- [Prompt]:
Rewrite every line of the entries below as a numbered list, omitting blank lines and leaving out the pictures.

- [Information shown]:
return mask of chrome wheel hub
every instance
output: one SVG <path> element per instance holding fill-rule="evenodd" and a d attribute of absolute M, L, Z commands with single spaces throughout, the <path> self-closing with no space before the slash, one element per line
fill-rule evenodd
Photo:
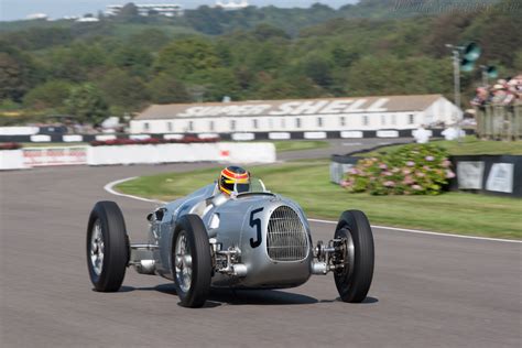
<path fill-rule="evenodd" d="M 101 274 L 104 267 L 104 235 L 101 233 L 101 222 L 96 220 L 93 226 L 93 232 L 90 233 L 90 264 L 96 275 Z"/>
<path fill-rule="evenodd" d="M 192 283 L 192 253 L 185 231 L 177 236 L 174 258 L 176 282 L 181 290 L 186 293 L 191 290 Z"/>

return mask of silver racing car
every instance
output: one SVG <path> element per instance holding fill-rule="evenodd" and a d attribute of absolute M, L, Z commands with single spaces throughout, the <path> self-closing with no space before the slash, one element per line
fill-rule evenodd
<path fill-rule="evenodd" d="M 200 307 L 211 287 L 286 289 L 331 272 L 344 302 L 366 298 L 374 257 L 362 211 L 342 213 L 334 238 L 314 244 L 298 204 L 259 180 L 240 191 L 226 195 L 210 184 L 155 209 L 146 243 L 130 242 L 116 203 L 98 202 L 87 227 L 95 290 L 118 291 L 133 267 L 173 280 L 181 305 Z"/>

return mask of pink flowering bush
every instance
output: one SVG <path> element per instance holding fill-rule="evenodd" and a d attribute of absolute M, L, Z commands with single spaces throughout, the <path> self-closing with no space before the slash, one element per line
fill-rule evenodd
<path fill-rule="evenodd" d="M 359 160 L 341 186 L 351 193 L 372 195 L 438 195 L 453 177 L 452 162 L 444 149 L 414 144 Z"/>

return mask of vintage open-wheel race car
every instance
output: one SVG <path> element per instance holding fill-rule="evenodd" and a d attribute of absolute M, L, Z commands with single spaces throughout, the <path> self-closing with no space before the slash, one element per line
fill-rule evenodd
<path fill-rule="evenodd" d="M 173 280 L 186 307 L 203 306 L 211 287 L 287 289 L 329 272 L 344 302 L 363 301 L 371 285 L 373 237 L 362 211 L 342 213 L 334 238 L 314 244 L 300 205 L 259 180 L 231 195 L 207 185 L 146 218 L 149 241 L 131 243 L 118 205 L 95 205 L 87 264 L 96 291 L 118 291 L 128 267 Z"/>

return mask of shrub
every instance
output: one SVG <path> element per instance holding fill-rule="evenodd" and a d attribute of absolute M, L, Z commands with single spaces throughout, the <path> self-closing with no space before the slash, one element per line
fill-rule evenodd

- [Reply to the task]:
1. return mask of chrome wheel hub
2. every instance
3. output: one SVG <path> element per instance holding fill-rule="evenodd" and a d attribute of absolute M, L, Z commands with single spaces throughout, the <path> self-closing with no space before the slash, one element per line
4. fill-rule evenodd
5. Photo:
6. <path fill-rule="evenodd" d="M 101 274 L 104 267 L 104 235 L 101 233 L 101 222 L 96 220 L 93 226 L 93 232 L 90 233 L 90 264 L 96 275 Z"/>
7. <path fill-rule="evenodd" d="M 192 283 L 192 253 L 185 231 L 177 236 L 174 258 L 176 282 L 181 290 L 186 293 L 191 290 Z"/>
8. return mask of silver racing car
9. every instance
10. output: one SVG <path> element per instance holding fill-rule="evenodd" and a d attribute of absolute M, L, Z commands with single spaces throughout, the <path> self-closing with no space before the slash, one element per line
11. fill-rule evenodd
12. <path fill-rule="evenodd" d="M 200 307 L 211 287 L 286 289 L 331 272 L 344 302 L 366 298 L 374 257 L 362 211 L 342 213 L 334 238 L 314 244 L 298 204 L 259 180 L 240 191 L 226 195 L 210 184 L 155 209 L 146 243 L 130 242 L 116 203 L 98 202 L 87 227 L 95 290 L 118 291 L 133 267 L 173 280 L 181 305 Z"/>
13. return mask of pink flowering bush
14. every instance
15. output: one SVG <path> element per instance holding fill-rule="evenodd" and a d attribute of absolute M, L, Z commands with single spaces throughout, the <path> self-closing with no space before the slash, one element per line
16. fill-rule evenodd
17. <path fill-rule="evenodd" d="M 359 160 L 341 186 L 351 193 L 372 195 L 438 195 L 453 177 L 452 162 L 444 149 L 414 144 Z"/>
18. return mask of vintage open-wheel race car
19. every instance
20. output: one SVG <path> element per instance holding fill-rule="evenodd" and a d attribute of absolute M, L, Z commands with single spaces throughout, the <path> self-closing with no space before the slash, one element per line
21. fill-rule evenodd
22. <path fill-rule="evenodd" d="M 173 280 L 186 307 L 203 306 L 211 287 L 287 289 L 329 272 L 344 302 L 363 301 L 371 285 L 373 237 L 362 211 L 342 213 L 334 238 L 314 244 L 300 205 L 259 180 L 231 195 L 207 185 L 146 218 L 149 241 L 131 243 L 118 205 L 95 205 L 87 264 L 96 291 L 118 291 L 128 267 Z"/>
23. return mask of shrub
24. every instance
25. output: one SVG <path> element per instance holding fill-rule="evenodd" and a d attribute of absolute M, L, Z commands with single spaces throughout, the <path> self-closing with no space before the slash, one element per line
26. fill-rule evenodd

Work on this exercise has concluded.